== Exercise description ==
Omit all pictures, then print the entries exactly.

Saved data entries
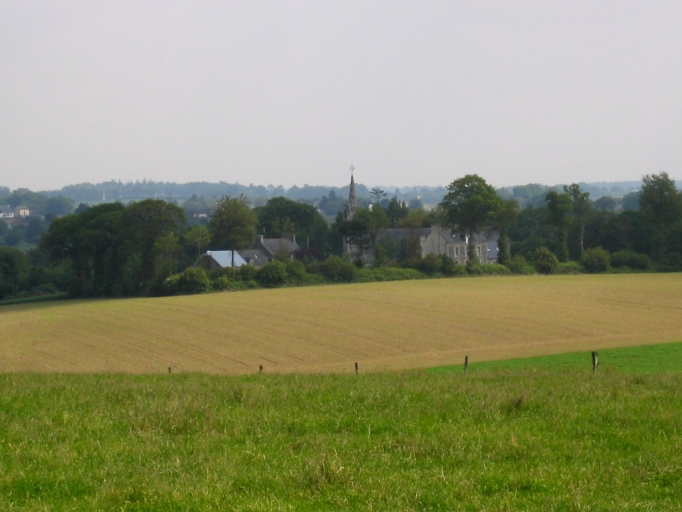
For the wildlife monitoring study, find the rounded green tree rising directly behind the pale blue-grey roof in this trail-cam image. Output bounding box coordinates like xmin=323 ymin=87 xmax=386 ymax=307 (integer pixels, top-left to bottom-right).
xmin=208 ymin=195 xmax=257 ymax=265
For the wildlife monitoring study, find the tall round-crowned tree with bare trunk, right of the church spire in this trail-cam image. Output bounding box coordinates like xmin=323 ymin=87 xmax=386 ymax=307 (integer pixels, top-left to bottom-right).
xmin=441 ymin=174 xmax=502 ymax=263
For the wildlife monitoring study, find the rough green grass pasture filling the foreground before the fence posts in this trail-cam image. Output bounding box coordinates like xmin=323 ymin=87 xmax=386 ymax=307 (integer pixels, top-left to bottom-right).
xmin=0 ymin=368 xmax=682 ymax=511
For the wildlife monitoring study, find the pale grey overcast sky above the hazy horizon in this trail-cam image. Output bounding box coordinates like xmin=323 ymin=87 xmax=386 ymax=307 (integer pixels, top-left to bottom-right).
xmin=0 ymin=0 xmax=682 ymax=190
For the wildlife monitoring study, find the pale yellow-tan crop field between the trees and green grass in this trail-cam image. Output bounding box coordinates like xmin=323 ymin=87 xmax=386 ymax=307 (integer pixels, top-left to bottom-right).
xmin=0 ymin=274 xmax=682 ymax=374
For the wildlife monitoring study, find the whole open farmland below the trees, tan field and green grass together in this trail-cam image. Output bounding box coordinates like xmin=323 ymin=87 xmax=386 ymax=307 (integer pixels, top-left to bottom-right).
xmin=0 ymin=274 xmax=682 ymax=511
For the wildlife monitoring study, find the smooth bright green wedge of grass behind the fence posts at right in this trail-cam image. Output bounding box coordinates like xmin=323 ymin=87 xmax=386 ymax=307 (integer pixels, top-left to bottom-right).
xmin=429 ymin=343 xmax=682 ymax=374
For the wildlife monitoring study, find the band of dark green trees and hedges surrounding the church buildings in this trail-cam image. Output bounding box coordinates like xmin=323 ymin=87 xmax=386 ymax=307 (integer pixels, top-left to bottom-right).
xmin=0 ymin=173 xmax=682 ymax=299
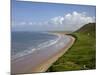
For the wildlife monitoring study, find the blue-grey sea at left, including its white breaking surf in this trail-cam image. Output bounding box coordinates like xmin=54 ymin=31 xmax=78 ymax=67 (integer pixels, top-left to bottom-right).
xmin=11 ymin=32 xmax=58 ymax=59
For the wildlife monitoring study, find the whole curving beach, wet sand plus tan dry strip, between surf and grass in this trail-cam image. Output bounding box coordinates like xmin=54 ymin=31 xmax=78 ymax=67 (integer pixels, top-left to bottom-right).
xmin=11 ymin=34 xmax=75 ymax=74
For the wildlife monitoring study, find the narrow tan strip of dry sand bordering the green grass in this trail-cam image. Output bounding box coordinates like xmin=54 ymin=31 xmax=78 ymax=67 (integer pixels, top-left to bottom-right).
xmin=33 ymin=34 xmax=75 ymax=73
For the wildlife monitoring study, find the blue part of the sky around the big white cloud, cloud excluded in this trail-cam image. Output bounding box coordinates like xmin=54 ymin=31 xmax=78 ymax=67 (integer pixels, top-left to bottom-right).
xmin=12 ymin=0 xmax=96 ymax=31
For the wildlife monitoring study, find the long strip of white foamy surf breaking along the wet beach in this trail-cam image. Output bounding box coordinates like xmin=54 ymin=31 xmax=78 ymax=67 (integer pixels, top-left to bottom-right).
xmin=11 ymin=34 xmax=61 ymax=60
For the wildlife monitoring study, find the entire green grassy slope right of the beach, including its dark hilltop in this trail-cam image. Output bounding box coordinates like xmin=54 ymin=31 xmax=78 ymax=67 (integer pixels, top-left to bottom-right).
xmin=47 ymin=23 xmax=96 ymax=72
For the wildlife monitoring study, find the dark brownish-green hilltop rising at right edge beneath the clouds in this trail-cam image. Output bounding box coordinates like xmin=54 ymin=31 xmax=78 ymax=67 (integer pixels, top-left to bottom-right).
xmin=76 ymin=23 xmax=96 ymax=36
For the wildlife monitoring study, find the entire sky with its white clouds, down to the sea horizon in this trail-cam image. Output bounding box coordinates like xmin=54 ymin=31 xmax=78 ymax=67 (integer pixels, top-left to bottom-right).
xmin=11 ymin=0 xmax=96 ymax=31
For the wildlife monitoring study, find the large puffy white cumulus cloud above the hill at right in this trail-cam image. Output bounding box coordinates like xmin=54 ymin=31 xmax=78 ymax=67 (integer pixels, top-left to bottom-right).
xmin=46 ymin=11 xmax=95 ymax=31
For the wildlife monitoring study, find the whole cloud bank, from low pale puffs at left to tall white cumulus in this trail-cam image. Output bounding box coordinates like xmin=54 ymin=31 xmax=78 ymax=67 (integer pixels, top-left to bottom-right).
xmin=12 ymin=11 xmax=95 ymax=31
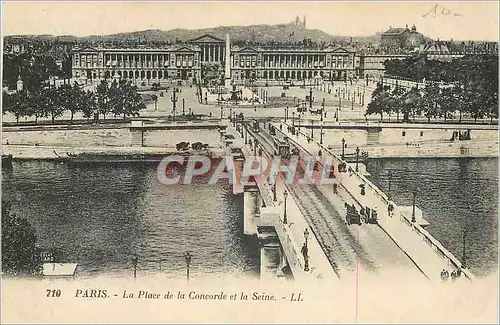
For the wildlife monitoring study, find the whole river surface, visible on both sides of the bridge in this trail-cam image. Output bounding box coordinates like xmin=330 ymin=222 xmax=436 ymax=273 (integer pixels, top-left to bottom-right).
xmin=2 ymin=158 xmax=498 ymax=277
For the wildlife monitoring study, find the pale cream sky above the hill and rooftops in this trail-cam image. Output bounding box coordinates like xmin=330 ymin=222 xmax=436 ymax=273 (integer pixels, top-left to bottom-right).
xmin=2 ymin=0 xmax=499 ymax=41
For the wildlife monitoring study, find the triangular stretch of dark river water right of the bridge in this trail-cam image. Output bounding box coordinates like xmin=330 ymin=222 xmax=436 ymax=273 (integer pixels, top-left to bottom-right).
xmin=367 ymin=158 xmax=498 ymax=276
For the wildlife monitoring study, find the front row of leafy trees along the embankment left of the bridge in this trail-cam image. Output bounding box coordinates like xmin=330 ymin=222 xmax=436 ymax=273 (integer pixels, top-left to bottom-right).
xmin=3 ymin=80 xmax=146 ymax=123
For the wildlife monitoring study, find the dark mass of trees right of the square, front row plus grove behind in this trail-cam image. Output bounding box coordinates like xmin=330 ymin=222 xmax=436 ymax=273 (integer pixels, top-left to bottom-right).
xmin=367 ymin=55 xmax=498 ymax=122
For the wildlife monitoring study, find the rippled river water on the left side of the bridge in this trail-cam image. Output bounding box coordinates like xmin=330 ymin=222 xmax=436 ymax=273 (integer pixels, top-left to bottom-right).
xmin=2 ymin=161 xmax=260 ymax=277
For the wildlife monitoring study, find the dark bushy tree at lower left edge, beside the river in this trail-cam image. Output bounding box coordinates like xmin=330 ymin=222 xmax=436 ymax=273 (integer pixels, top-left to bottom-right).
xmin=2 ymin=200 xmax=43 ymax=276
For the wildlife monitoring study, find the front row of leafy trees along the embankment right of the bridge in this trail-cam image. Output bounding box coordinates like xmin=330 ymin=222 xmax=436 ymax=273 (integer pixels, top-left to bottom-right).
xmin=366 ymin=82 xmax=498 ymax=123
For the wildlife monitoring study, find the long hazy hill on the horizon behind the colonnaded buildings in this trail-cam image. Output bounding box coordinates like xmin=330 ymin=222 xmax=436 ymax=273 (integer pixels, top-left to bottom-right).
xmin=6 ymin=22 xmax=380 ymax=43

== Reply ==
For the wildlife monitoring study, find the rounded green tree rising directly behind the pale blue-grey roof in this trail-cam image. Output bounding box coordinates like xmin=323 ymin=87 xmax=386 ymax=307 (integer pixels, top-left to bottom-right).
xmin=208 ymin=195 xmax=257 ymax=265
For the wildlife monitoring study, find the tall round-crowned tree with bare trunk, right of the church spire in this trail-cam image. Output bounding box coordinates like xmin=323 ymin=87 xmax=386 ymax=307 (integer pixels, top-left to bottom-right).
xmin=441 ymin=174 xmax=502 ymax=263
For the wildlife monitoring study, find the rough green grass pasture filling the foreground before the fence posts in this trail-cam image. Output bounding box coordinates like xmin=323 ymin=87 xmax=386 ymax=307 (integer pixels, top-left to bottom-right).
xmin=0 ymin=368 xmax=682 ymax=511
For the wildlife monitoring study, find the pale grey overcast sky above the hazy horizon in this trail-cam image. Output bounding box coordinates like xmin=323 ymin=87 xmax=386 ymax=307 (integer pixels, top-left to bottom-right).
xmin=0 ymin=0 xmax=682 ymax=190
For the wildlife monitoring study, find the pale yellow-tan crop field between the trees and green grass in this trail-cam image. Output bounding box coordinates like xmin=323 ymin=87 xmax=386 ymax=307 (integer pixels, top-left to bottom-right).
xmin=0 ymin=274 xmax=682 ymax=374
For the wildlife monitoring study, find the whole open farmland below the trees, tan field and green grass together in this trail-cam image. Output bounding box coordinates like xmin=323 ymin=87 xmax=386 ymax=307 (integer pixels, top-left to bottom-right).
xmin=0 ymin=274 xmax=682 ymax=511
For the wildlife monitoring study, find the smooth bright green wedge of grass behind the fence posts at right in this trail-cam image. Output bounding box coordinates like xmin=323 ymin=87 xmax=386 ymax=307 (integer pixels, top-left to bottom-right).
xmin=429 ymin=343 xmax=682 ymax=374
For the wildlife monitoring study, find the band of dark green trees and hedges surrounding the church buildings in this trail-cam image. Output bounding box coordinates like xmin=323 ymin=87 xmax=386 ymax=307 (integer pixels, top-left to bottom-right).
xmin=0 ymin=173 xmax=682 ymax=299
For the wildlife monitoring study, find the blue-grey sea at left, including its white breaking surf in this trail-cam image. Output bounding box coordinates like xmin=54 ymin=31 xmax=78 ymax=67 (integer pixels, top-left to bottom-right).
xmin=11 ymin=32 xmax=58 ymax=59
For the wildlife monitoring study, find the whole curving beach, wet sand plus tan dry strip, between surf and grass in this trail-cam image. Output bounding box coordinates like xmin=54 ymin=31 xmax=78 ymax=67 (integer pixels, top-left to bottom-right).
xmin=11 ymin=34 xmax=75 ymax=74
For the wildlife monitoring study, find the narrow tan strip of dry sand bordering the green grass in this trail-cam image. Output bounding box coordinates like xmin=54 ymin=31 xmax=78 ymax=67 (integer pixels, top-left to bottom-right).
xmin=33 ymin=34 xmax=75 ymax=73
For the wildlife monitoring study, find the blue part of the sky around the big white cloud, cloud excluded in this trail-cam image. Output bounding box coordinates like xmin=54 ymin=31 xmax=78 ymax=67 (integer pixels, top-left to bottom-right).
xmin=12 ymin=0 xmax=96 ymax=31
For the wildlife monitoring study, find the long strip of white foamy surf breaking along the wet beach in this trail-cam image. Output bounding box coordinates like xmin=54 ymin=31 xmax=78 ymax=67 (integer pixels, top-left to bottom-right).
xmin=11 ymin=34 xmax=61 ymax=60
For the wildlife monitoring study, find the entire green grassy slope right of the beach, including its dark hilltop in this trail-cam image. Output bounding box coordinates like xmin=54 ymin=31 xmax=78 ymax=67 (integer pixels, top-left to bottom-right).
xmin=47 ymin=23 xmax=96 ymax=72
For the wildlife monitoring study, find the dark brownish-green hilltop rising at right edge beneath the clouds in this trail-cam image. Output bounding box coordinates like xmin=54 ymin=31 xmax=78 ymax=67 (integer pixels, top-left to bottom-right).
xmin=76 ymin=23 xmax=96 ymax=36
For the wildlife monitoring study, find the entire sky with its white clouds, down to the sea horizon in this trail-cam image. Output bounding box coordinates like xmin=54 ymin=31 xmax=78 ymax=67 (integer pixels, top-left to bottom-right).
xmin=11 ymin=0 xmax=96 ymax=31
For the wildlife monitoring study, find the large puffy white cumulus cloud above the hill at right in this trail-cam image. Output bounding box coordinates like xmin=54 ymin=31 xmax=78 ymax=67 (integer pixels, top-left to bottom-right).
xmin=46 ymin=11 xmax=95 ymax=31
For the wildlife monitoring study, find the whole cloud bank, from low pale puffs at left to tall white cumulus in this trail-cam image. Output bounding box coordinates like xmin=54 ymin=31 xmax=78 ymax=67 (integer pixels, top-left to bottom-right).
xmin=12 ymin=11 xmax=95 ymax=31
For the wildlife monitoring study, find the whole river surface, visible on both sides of the bridge in this trail-cam image. Output bounding box coordinates like xmin=330 ymin=222 xmax=436 ymax=273 (integer pixels, top-left to bottom-right).
xmin=2 ymin=158 xmax=498 ymax=277
For the wildlife monitoring study, find the pale cream sky above the hill and rooftops in this trail-cam image. Output bounding box coordinates like xmin=330 ymin=222 xmax=436 ymax=273 (integer pixels, top-left to bottom-right).
xmin=2 ymin=0 xmax=499 ymax=41
For the wildlife monitoring study, find the triangular stretch of dark river water right of the bridge in this trail-cam image. Output bounding box coordinates like xmin=330 ymin=222 xmax=436 ymax=273 (integer pixels, top-left to bottom-right).
xmin=367 ymin=158 xmax=498 ymax=276
For the wildlife monitoring study, find the front row of leafy trees along the embankment left of the bridge in this trail-cam image. Output bounding box coordinates like xmin=330 ymin=222 xmax=436 ymax=273 (integer pixels, top-left to bottom-right).
xmin=3 ymin=80 xmax=146 ymax=123
For the wildlife monitoring study, find the dark mass of trees right of the square, front row plus grove behind in this trail-cam image. Output bounding box coordinates like xmin=330 ymin=222 xmax=436 ymax=273 (integer pixels, top-left to bottom-right).
xmin=367 ymin=55 xmax=498 ymax=122
For the wildlife monitoring study, find the rippled river water on the left side of the bridge in this trail-cam image. Output bounding box coordinates like xmin=330 ymin=222 xmax=436 ymax=273 (integer pixels, top-left to bottom-right).
xmin=2 ymin=161 xmax=260 ymax=277
For the wildlife monitoring study, find the dark bushy tree at lower left edge, beside the river in this trail-cam image. Output bounding box coordinates like xmin=330 ymin=222 xmax=436 ymax=273 (integer pixels, top-left to bottom-right).
xmin=2 ymin=200 xmax=43 ymax=276
For the wildlife monitoring study, find the front row of leafy trees along the embankment right of the bridge in this trail-cam image. Output bounding box coordinates like xmin=330 ymin=222 xmax=436 ymax=273 (integer pixels, top-left to bottom-right).
xmin=366 ymin=82 xmax=498 ymax=123
For the wildlife monitoring study, find the long hazy hill on the horizon behind the colonnaded buildings in this trail-cam image. Output bounding box coordinates like xmin=330 ymin=222 xmax=436 ymax=273 (integer pixels, top-left to bottom-right).
xmin=6 ymin=22 xmax=380 ymax=43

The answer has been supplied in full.